- [本文ブロック]

————————

もくじ
第1回浅生鴨さん、ようこそ 2016-10-18-Tue
第2回浅生鴨さんはずるい? 2016-10-18-Tue
第3回浅生鴨さんの矛盾 2016-10-18-Tue
第4回浅生鴨さんの人生を変えるような体験 2016-10-18-Tue
第5回浅生鴨さんと震災 2016-10-18-Tue
浅生鴨さんって、どんな人?

浅生鴨さんって、どんな人?

本日ご紹介するのは浅生鴨さん。
ほぼ日読者のみなさんには「NHK_PR1号さん」とご紹介したほうが
「あのNHKの謎の人!」とすぐに思い出す方も多いのではないでしょうか。
今回は、おなじみの「3時のおやつのアイコン」は封印。
浅生鴨さんご本人が「作家」として登場です。
これまで多くを語ってこなかった浅生さん自身について、糸井重里が伺いました。
インタビューには、ほぼ日メンバーも参加して、
「はじめまして」の気持ちで浅生さんについて色々聞いています。

プロフィール
浅生鴨(あそう かも)さんさんのプロフィール

第1回 浅生鴨さん、ようこそ

糸井
「ドコノコ」ってアプリを考えたときに、
ユーザーと一緒につくりあげていくもので
当然おもしろいと思ったんだけど、
ちゃんと本部機能を整えないといけないな、と思って。
そしたら浅生さんがフリーになったっていうじゃない。

————————

- [データセット記録]
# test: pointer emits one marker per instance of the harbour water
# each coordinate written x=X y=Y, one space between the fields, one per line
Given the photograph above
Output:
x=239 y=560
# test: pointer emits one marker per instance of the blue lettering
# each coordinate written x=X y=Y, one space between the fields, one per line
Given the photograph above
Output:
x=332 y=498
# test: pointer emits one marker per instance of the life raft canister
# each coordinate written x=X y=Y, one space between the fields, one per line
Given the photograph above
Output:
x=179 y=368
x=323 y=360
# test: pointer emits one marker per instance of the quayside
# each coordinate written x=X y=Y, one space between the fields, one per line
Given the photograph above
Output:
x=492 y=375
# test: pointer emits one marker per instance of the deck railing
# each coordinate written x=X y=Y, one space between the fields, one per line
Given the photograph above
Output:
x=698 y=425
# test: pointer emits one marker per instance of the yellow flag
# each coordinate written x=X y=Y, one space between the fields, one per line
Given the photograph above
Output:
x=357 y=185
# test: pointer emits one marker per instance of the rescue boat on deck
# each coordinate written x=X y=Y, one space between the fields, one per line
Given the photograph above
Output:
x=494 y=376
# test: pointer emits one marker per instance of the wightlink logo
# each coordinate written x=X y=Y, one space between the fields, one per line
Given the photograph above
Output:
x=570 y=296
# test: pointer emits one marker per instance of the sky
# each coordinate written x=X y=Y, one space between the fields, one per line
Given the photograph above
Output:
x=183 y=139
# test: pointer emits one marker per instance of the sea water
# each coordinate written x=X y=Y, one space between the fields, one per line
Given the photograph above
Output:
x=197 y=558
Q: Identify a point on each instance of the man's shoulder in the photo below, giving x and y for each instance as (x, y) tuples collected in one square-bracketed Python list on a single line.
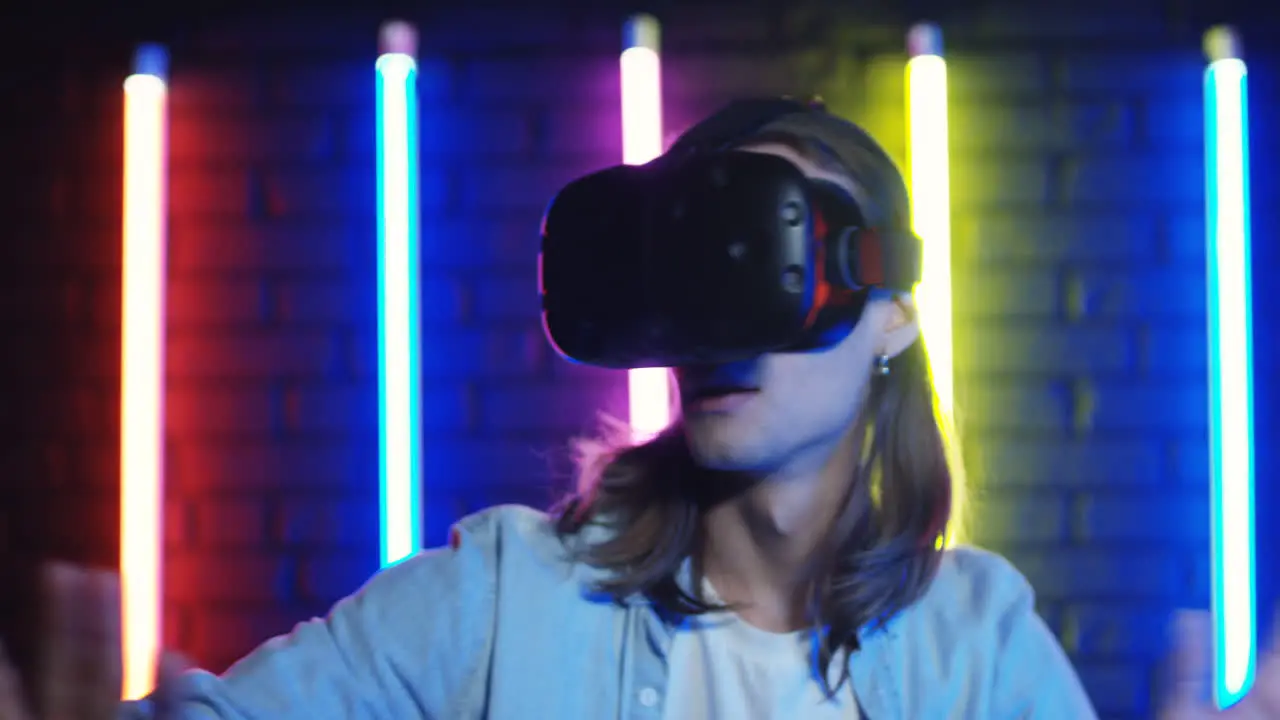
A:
[(508, 529), (974, 588)]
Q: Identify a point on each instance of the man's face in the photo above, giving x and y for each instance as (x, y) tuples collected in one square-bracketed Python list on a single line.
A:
[(769, 414)]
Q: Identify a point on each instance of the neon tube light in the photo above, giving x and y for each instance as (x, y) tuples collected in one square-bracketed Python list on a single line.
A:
[(931, 199), (648, 388), (929, 172), (142, 367), (1230, 338), (398, 363)]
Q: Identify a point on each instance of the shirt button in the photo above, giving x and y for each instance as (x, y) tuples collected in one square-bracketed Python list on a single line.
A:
[(648, 697)]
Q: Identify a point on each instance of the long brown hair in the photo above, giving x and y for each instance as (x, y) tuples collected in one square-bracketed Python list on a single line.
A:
[(890, 536)]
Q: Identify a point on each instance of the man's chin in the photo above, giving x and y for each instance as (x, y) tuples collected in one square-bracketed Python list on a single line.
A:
[(717, 449)]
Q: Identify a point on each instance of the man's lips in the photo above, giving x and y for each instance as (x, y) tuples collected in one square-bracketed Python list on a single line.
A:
[(720, 399)]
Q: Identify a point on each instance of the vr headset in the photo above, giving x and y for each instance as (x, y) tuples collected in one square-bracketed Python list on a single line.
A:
[(711, 255)]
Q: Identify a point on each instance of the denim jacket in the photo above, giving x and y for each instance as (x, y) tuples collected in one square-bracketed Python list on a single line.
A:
[(497, 625)]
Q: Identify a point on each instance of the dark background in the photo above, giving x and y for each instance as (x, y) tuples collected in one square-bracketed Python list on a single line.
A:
[(1078, 191)]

————————

- [作業内容]
[a] 浅生鴨さんのインタビュー記事のうち、「本日ご紹介するのは浅生鴨さん。」から始まり「これまで多くを語ってこなかった浅生さん自身について、糸井重里が伺いました。」で終わる部分をそのまま書き写してください。
[b] 浅生鴨さんのインタビュー記事で、浅生さんが「NHK_PR1号さん」の名でも紹介されているのはなぜですか。記事が挙げる理由を1〜3文で説明してください。
[c] 浅生鴨さんのインタビュー記事を、示されている最後の文の後から書き継いでください。

- [課題の解答]
[a]
本日ご紹介するのは浅生鴨さん。
ほぼ日読者のみなさんには「NHK_PR1号さん」とご紹介したほうが
「あのNHKの謎の人!」とすぐに思い出す方も多いのではないでしょうか。
今回は、おなじみの「3時のおやつのアイコン」は封印。
浅生鴨さんご本人が「作家」として登場です。
これまで多くを語ってこなかった浅生さん自身について、糸井重里が伺いました。

[b] ほぼ日の読者には、「NHK_PR1号さん」と紹介したほうが「あのNHKの謎の人!」とすぐに思い出す人が多いと考えられるからです。

[c]
で、すかさず「一緒にやらない?」って誘ったんだよね。
頼まれると「嫌」って言わない人だから(笑)
浅生
はい(笑)
糸井
あれ、参加してもらってからどのくらい経つの?
浅生
2年です。
糸井
2年か。
フリーになってわりと早くにね。
浅生
そうです。ぼく7月いっぱいでNHKを辞めて、
8月に始めたと思うんですよね、たしか。
糸井
そうでしたね。
もう8万とか登録している人がいるんでしょ? 
野球場2つ分の観客の数ですね。
浅生
そうですね。
糸井
しかも、ハートマークを付けてあーだこーだ。
浅生
やってるわけで。
東京ドーム満員でライブができますよね。
みんな集めたら。
糸井
念のために聞くけど、
先日、読売新聞に「これが俺だ」みたいな感じで
顔写真が出ちゃっていたから、顔出しはもう問題ない?

浅生
もういいです、はい。
糸井
今までメディアに顔を出さないでいた理由っていうのは?
浅生
なんか、めんどくさくて…(笑)
糸井
「めんどくさい」が理由って、漫画家とかと同じですね。
今の時代、顔を出さなくても商売はできますしね。
浅生
そうなんです。
糸井
そういう虫のいいことを考えてるわけですね。
浅生
そうです(笑)
糸井
NHKで仕事をしてたときは、
NHKのペンネームじゃないですか「NHK_PR1号」っていう。
「あれは自分です」と教えるのはマズイわけですよね、
あの時代は。
浅生
あの時代はそうですね。
糸井
そうですよね。
あのときは、あのときの隠し事があったわけだ。
浅生
はい。常に隠し事があるんです。
糸井
幼少時からずっと?
浅生
常に隠し事だけが、つきまとう。

糸井
読売新聞に載った写真でわかっちゃったことだけど、
「あなた日本人ですか?」って質問されて
「ワッカリマセン」って答えたら、
浅生さんは日本人ではない、とみんな信じるでしょうね。
浅生
ただ、意外にそうじゃないんですよね。
糸井
「お前日本人だろう」って言うの?
浅生
うん。言われるんです。
糸井
半分。
浅生
うん。半分。
糸井
そうか。
浅生
そうなんです。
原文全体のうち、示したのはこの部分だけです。